■ The task ■
Starting from the line containing "For every instance of the plaid", write out the rest of the entries exactly, through the final line, including nothing else.
(Given records begins)
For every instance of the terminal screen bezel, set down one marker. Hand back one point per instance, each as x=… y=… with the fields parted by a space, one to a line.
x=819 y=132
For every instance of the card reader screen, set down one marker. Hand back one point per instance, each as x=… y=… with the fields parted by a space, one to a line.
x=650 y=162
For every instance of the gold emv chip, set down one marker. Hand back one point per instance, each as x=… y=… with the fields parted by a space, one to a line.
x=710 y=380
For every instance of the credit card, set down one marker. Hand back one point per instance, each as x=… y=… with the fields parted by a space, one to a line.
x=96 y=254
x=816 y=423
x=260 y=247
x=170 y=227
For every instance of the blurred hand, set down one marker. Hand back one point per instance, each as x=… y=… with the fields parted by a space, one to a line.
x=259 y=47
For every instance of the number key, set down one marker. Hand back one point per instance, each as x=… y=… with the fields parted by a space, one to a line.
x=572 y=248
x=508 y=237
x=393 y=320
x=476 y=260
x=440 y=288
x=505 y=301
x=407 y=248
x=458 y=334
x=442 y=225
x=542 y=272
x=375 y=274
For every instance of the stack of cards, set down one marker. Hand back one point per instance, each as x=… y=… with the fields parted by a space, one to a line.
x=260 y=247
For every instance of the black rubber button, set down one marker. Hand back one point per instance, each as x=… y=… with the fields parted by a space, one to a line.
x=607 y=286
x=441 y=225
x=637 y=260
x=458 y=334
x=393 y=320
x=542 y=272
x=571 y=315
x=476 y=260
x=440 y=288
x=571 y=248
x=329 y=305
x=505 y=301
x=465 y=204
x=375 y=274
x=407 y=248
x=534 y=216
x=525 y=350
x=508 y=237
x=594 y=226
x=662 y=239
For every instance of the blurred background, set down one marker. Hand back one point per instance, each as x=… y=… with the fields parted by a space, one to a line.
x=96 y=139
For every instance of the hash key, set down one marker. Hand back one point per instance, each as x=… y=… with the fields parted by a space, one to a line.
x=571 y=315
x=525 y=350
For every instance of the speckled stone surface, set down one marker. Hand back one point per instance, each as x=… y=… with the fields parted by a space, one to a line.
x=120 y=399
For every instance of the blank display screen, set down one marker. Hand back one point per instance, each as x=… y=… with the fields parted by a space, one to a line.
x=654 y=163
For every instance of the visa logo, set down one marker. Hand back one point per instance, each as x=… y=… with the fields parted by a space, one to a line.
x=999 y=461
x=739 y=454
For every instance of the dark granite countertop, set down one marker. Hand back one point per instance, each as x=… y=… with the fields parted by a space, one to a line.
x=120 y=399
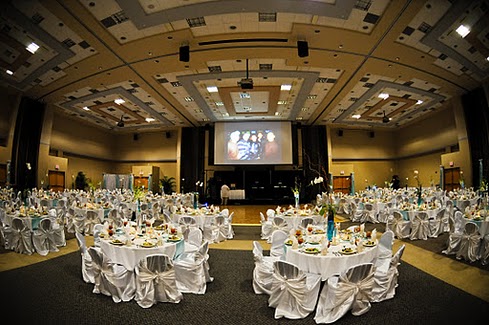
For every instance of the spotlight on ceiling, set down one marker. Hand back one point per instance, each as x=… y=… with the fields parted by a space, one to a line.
x=121 y=123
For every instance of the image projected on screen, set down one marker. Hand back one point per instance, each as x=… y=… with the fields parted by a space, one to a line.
x=253 y=143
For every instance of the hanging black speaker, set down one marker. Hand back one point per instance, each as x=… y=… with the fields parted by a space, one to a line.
x=302 y=49
x=185 y=53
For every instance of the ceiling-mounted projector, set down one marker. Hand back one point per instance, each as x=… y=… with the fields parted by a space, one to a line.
x=246 y=83
x=120 y=123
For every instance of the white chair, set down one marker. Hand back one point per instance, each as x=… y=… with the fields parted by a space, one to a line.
x=192 y=271
x=470 y=243
x=398 y=225
x=439 y=223
x=88 y=273
x=306 y=222
x=266 y=227
x=386 y=281
x=369 y=213
x=44 y=238
x=384 y=254
x=19 y=237
x=294 y=293
x=350 y=290
x=355 y=212
x=277 y=249
x=111 y=279
x=263 y=270
x=485 y=250
x=156 y=281
x=455 y=234
x=420 y=226
x=97 y=230
x=279 y=223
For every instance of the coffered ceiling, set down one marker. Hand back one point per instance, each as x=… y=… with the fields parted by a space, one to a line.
x=317 y=62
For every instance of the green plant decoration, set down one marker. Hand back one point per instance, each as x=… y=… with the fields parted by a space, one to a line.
x=168 y=184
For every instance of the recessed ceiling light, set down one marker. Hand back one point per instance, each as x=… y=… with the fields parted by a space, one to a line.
x=463 y=30
x=33 y=47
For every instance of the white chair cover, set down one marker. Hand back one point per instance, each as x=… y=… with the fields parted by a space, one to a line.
x=439 y=224
x=294 y=293
x=386 y=281
x=455 y=235
x=420 y=226
x=306 y=222
x=470 y=243
x=18 y=237
x=266 y=227
x=111 y=279
x=88 y=273
x=97 y=230
x=263 y=270
x=156 y=281
x=350 y=290
x=279 y=223
x=44 y=238
x=369 y=213
x=384 y=254
x=277 y=249
x=398 y=225
x=485 y=250
x=192 y=271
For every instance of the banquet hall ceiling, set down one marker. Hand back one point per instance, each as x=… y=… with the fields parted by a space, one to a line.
x=321 y=62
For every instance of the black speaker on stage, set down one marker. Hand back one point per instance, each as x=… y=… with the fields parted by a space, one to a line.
x=184 y=53
x=302 y=49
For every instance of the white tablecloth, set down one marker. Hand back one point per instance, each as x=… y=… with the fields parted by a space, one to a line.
x=129 y=256
x=327 y=265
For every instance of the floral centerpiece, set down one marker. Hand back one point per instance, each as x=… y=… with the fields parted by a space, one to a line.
x=419 y=187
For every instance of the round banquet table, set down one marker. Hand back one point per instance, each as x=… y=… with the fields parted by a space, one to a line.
x=129 y=256
x=332 y=263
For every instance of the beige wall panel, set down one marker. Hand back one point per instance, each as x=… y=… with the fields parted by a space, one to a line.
x=357 y=144
x=75 y=137
x=148 y=147
x=434 y=133
x=428 y=168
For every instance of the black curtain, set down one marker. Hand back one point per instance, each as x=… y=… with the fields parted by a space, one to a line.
x=25 y=148
x=192 y=159
x=476 y=113
x=314 y=159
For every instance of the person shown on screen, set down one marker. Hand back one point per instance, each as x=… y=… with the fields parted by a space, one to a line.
x=233 y=145
x=254 y=147
x=271 y=147
x=244 y=146
x=224 y=194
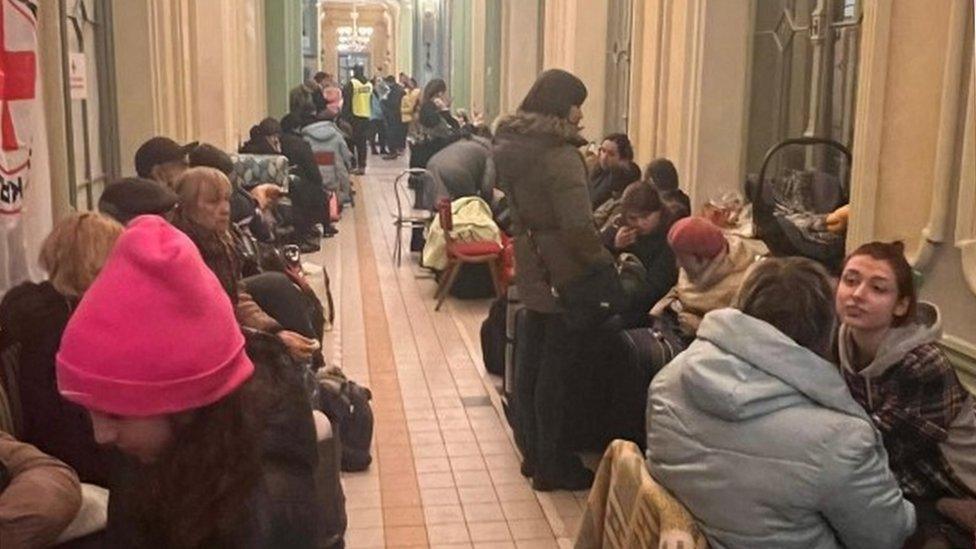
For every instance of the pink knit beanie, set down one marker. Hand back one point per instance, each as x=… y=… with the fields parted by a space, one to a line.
x=155 y=334
x=696 y=236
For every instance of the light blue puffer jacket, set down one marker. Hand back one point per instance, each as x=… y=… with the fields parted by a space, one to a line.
x=325 y=137
x=762 y=442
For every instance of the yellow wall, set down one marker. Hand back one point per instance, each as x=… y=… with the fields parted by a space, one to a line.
x=190 y=70
x=576 y=41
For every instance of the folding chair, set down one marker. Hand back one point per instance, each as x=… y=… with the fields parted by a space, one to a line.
x=410 y=219
x=461 y=252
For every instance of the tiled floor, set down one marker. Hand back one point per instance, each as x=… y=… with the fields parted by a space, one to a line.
x=445 y=472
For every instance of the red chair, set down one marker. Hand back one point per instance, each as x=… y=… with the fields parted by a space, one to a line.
x=461 y=252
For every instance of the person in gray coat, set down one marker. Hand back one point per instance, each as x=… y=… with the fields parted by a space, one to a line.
x=757 y=434
x=463 y=168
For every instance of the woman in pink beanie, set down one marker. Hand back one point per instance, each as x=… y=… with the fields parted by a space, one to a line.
x=216 y=429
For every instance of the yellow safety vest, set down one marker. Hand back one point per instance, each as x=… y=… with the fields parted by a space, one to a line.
x=361 y=98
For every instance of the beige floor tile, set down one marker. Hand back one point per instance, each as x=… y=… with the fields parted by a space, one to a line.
x=467 y=463
x=515 y=492
x=406 y=536
x=363 y=538
x=461 y=449
x=530 y=529
x=503 y=462
x=403 y=516
x=424 y=438
x=522 y=510
x=477 y=494
x=435 y=480
x=443 y=514
x=429 y=451
x=506 y=477
x=448 y=533
x=537 y=544
x=366 y=518
x=489 y=531
x=472 y=478
x=501 y=448
x=432 y=465
x=364 y=500
x=458 y=435
x=439 y=496
x=483 y=512
x=495 y=545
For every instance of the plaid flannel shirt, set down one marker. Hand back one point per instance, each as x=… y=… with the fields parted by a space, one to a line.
x=913 y=404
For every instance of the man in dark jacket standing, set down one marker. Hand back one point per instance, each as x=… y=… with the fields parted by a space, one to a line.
x=396 y=134
x=356 y=108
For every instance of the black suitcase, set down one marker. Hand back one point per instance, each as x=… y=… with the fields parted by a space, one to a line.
x=493 y=337
x=636 y=356
x=515 y=315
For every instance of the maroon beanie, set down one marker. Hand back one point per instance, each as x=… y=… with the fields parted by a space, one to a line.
(Given records ends)
■ Reply to the task ■
For every instance of the plaid flannel shirt, set down one marker. Hand back one point per instance, each as x=… y=… with the fields parted by a space, one to a line.
x=913 y=404
For every instance of the man in dark jacket standing, set down one marker. Hand back one point per instance, each as x=… y=… with the fields parted by a space, one to a line.
x=396 y=134
x=356 y=108
For every instance of the black suitcase, set down one marker. Hand back one point per instance, each as x=… y=… with the fields parted by a space, one to a line.
x=493 y=337
x=636 y=356
x=515 y=315
For every instance of the maroon beanie, set down one marker. Hand back one point per instance, each as x=… y=… with the fields parted by a space, one to a line.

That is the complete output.